Object pointing dataset rows:
==================================================

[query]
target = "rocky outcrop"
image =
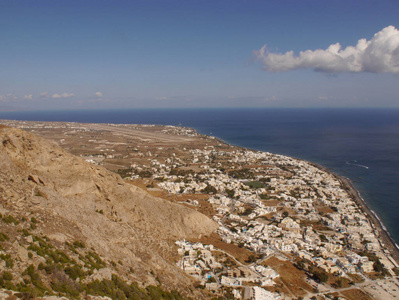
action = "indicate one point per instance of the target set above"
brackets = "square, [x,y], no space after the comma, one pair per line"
[75,200]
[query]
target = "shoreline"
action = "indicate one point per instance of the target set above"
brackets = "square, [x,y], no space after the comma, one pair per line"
[380,230]
[385,239]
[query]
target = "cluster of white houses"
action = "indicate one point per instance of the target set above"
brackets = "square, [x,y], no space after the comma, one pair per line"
[277,208]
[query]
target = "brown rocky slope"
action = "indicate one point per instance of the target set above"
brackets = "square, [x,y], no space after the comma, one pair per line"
[72,200]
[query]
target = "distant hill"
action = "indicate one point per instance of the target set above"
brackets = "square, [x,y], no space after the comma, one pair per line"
[66,223]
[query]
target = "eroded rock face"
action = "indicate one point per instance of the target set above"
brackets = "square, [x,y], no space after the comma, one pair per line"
[75,200]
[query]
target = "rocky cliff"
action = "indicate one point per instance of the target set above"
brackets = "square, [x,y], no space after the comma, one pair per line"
[59,200]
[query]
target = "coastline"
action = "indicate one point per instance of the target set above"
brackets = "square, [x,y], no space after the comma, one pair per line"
[381,232]
[385,239]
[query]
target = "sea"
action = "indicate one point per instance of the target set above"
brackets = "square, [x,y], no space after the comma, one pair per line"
[361,144]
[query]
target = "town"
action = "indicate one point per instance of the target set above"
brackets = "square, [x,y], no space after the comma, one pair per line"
[288,228]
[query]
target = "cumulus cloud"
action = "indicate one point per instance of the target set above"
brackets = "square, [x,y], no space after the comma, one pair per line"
[98,94]
[64,95]
[378,55]
[8,98]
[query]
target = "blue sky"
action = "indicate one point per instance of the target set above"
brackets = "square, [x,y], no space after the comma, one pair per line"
[127,54]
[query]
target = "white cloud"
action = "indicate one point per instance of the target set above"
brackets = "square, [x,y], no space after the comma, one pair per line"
[64,95]
[378,55]
[44,95]
[8,98]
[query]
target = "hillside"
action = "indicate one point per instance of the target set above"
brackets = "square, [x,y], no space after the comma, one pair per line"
[75,222]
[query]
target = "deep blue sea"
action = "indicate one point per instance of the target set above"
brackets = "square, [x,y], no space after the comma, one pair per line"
[362,144]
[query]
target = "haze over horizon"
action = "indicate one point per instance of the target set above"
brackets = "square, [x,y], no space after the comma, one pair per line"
[152,54]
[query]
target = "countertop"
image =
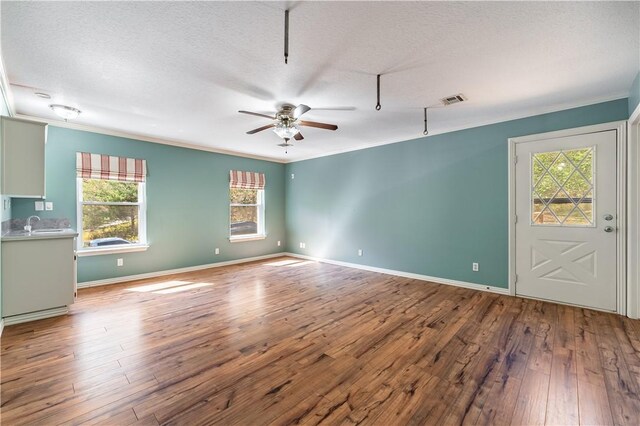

==================================================

[PROBLEM TO WORK ON]:
Pick out and copy each of the lines above that contains the string "cloud". Case counts.

[EXPECTED OUTPUT]:
target = "cumulus cloud"
target = "white cloud"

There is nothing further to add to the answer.